EXTRAHIERTER TEXT
-=-=-

Moderne Arbeitsmodelle wie Homeoffice oder Remote Work waren bereits vor dem Ausbruch der Corona-Pandemie in aller Munde.
Laut einer Bitkom-Umfrage ist die Anzahl der Unternehmen, in denen es den Mitarbeitern möglich war, zumindest teilweise von zuhause aus zu arbeiten innerhalb von vier Jahren von 22 auf 39 Prozent gestiegen. Womit allerdings niemand rechnen konnte: Das Virus hat es geschafft, eine Zukunft, für die es im Normalfall noch fünf oder zehn Jahre an kontinuierlicher Weiterentwicklung gebraucht hätte, quasi über Nacht zur neuen Realität werden zu lassen – und zwar über alle Branchen hinweg. Warum das trotzdem nicht das Ende des klassischen Büros bedeutet, erklärt Lawrence Mohiuddine, Managing Director, EMEA, Unispace.
Das Büro, wie wir es kannten
Es ist gerade einmal ein paar Monate her, da war das traditionelle Büro für die meisten Unternehmen kaum wegzudenken. Es war sowohl das soziale als auch das produktive Zentrum, in dem die Teams täglich aufeinandertrafen, sich austauschten und gemeinsam oder allein ihre Arbeit erbrachten. Doch dann kam die Krise. Sie hat die globale Wirtschaft vollkommen unvorbereitet getroffen und die gesamte Arbeitswelt, wie wir sie kannten, von heute auf morgen völlig auf den Kopf gestellt. Während einige bereits frühzeitig in digitale Kollaborationstools und Cloud-Lösungen investiert hatten, wurden im Kontext der Kontakt- und Abstandsregelungen sogar die traditionellsten Branchen zum plötzlichen Umdenken gezwungen. Dass die Verunsicherung teilweise bis heute anhält, ist kaum verwunderlich. Doch wenn die Krise nur einen positiven Aspekt mit sich gebracht hat, dann ist es der Beweis, dass es sich auch aus den heimischen Wänden heraus äußerst produktiv arbeiten lässt.

-=-=-

INHALT DES DATENSATZES
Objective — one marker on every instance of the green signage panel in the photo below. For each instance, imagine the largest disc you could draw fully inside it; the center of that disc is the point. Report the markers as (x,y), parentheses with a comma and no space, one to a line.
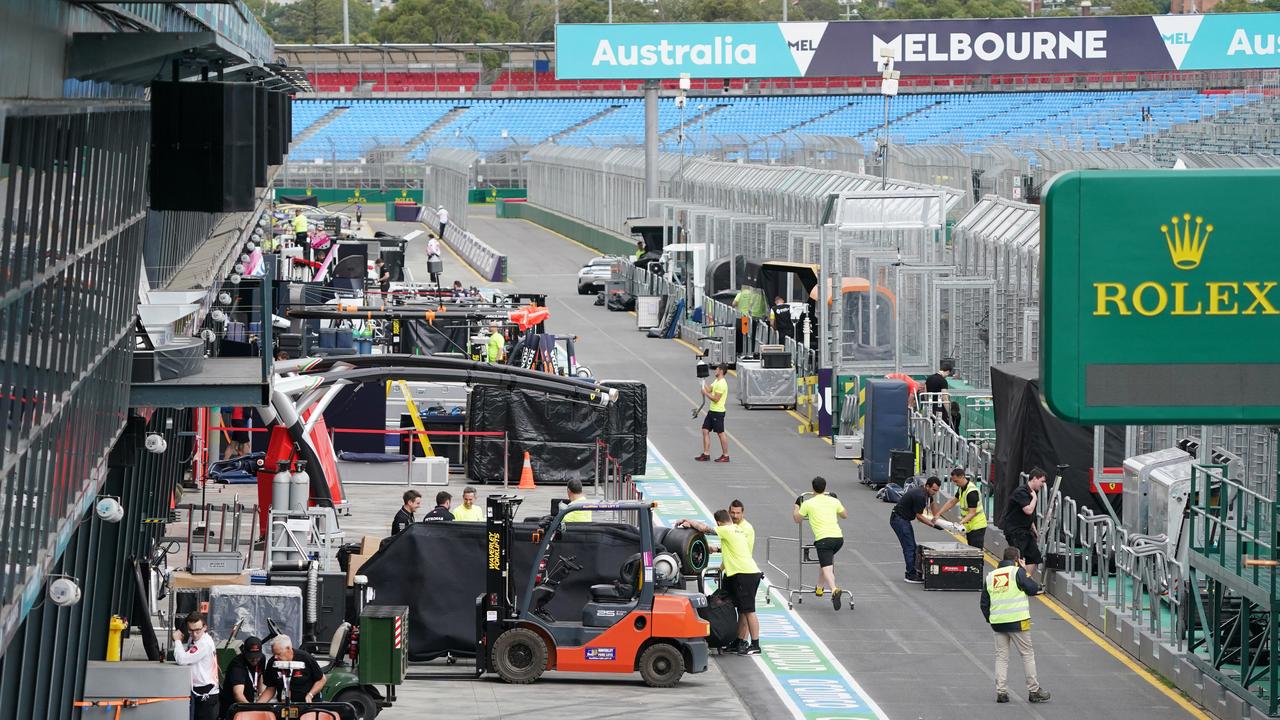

-=-=-

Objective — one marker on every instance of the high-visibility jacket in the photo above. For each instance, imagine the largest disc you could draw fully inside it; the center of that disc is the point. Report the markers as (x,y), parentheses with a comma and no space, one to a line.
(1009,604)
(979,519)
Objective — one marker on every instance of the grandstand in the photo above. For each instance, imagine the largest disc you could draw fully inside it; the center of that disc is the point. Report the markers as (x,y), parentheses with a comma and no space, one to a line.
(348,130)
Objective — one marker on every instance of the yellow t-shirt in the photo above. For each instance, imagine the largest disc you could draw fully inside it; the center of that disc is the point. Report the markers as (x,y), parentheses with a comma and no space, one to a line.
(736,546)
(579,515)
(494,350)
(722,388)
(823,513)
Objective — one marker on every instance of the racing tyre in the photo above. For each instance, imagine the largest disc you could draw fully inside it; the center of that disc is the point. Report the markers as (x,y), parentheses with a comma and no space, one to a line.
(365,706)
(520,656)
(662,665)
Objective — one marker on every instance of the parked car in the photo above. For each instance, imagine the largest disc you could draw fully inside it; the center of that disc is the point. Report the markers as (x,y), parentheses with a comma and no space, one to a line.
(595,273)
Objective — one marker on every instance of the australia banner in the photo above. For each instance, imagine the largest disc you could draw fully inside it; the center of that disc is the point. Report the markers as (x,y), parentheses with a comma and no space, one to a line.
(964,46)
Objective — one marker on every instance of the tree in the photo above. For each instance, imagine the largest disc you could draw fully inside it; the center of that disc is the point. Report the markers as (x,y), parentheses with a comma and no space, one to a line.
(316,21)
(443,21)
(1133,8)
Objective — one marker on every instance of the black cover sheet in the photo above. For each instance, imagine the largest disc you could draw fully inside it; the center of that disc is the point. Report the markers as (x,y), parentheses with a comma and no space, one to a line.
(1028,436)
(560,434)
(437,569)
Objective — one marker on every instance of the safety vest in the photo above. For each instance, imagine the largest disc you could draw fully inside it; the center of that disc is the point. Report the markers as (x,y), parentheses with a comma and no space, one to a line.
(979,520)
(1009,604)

-=-=-

ARBEITSAUFTRAG 1
Ersetze im Text über das klassische Büro "Bitkom-Umfrage" durch "Bitkom-Studie" und gib den Abschnitt wieder, beginnend mit "Laut einer Bitkom-Umfrage" und weiter bis einschließlich "Director, EMEA, Unispace.".
ARBEITSAUFTRAG 2
Setze den Text über das klassische Büro im Anschluss an seinen letzten Satz fort.
Die Auflistung wird zur Bearbeitung nicht gebraucht.

ERWARTETE ANTWORT 1
Laut einer Bitkom-Studie ist die Anzahl der Unternehmen, in denen es den Mitarbeitern möglich war, zumindest teilweise von zuhause aus zu arbeiten innerhalb von vier Jahren von 22 auf 39 Prozent gestiegen. Womit allerdings niemand rechnen konnte: Das Virus hat es geschafft, eine Zukunft, für die es im Normalfall noch fünf oder zehn Jahre an kontinuierlicher Weiterentwicklung gebraucht hätte, quasi über Nacht zur neuen Realität werden zu lassen – und zwar über alle Branchen hinweg. Warum das trotzdem nicht das Ende des klassischen Büros bedeutet, erklärt Lawrence Mohiuddine, Managing Director, EMEA, Unispace.

ERWARTETE ANTWORT 2
Um der Krise Herr zu werden, ist es mit dem Umzug ins Homeoffice allein aber nicht getan. Denn auch für die Arbeitgeber haben sich aus dieser neuen Situation heraus zahlreiche neue Herausforderungen ergeben, deren Bewältigung viele noch eine ganze Weile umtreiben wird. Vor allem die Anpassung des Führungsstils spielt dabei eine zentrale Rolle – und was den betrifft, erweisen sich viele Chefs bekanntermaßen eher unflexibel. Während im stationären Büro Kontrolle häufig an der Tagesordnung war, sind nun jedoch Vertrauen und die Übertragung erweiterter Verantwortlichkeiten gefordert. Für viele Mitarbeiter bringt das wiederum ein völlig neues Maß an Freiheit und Flexibilität mit sich, die sie sich nicht ohne Weiteres wieder streitig machen lassen werden. Fakt ist: Die Pandemie hat die Art und Weise, wie wir arbeiten, vollkommen geändert – und es gibt keinen Weg zurück. Eine Frage bleibt jedoch, denn welche Relevanz hat das Büro in dieser neuen Arbeitsrealität überhaupt noch?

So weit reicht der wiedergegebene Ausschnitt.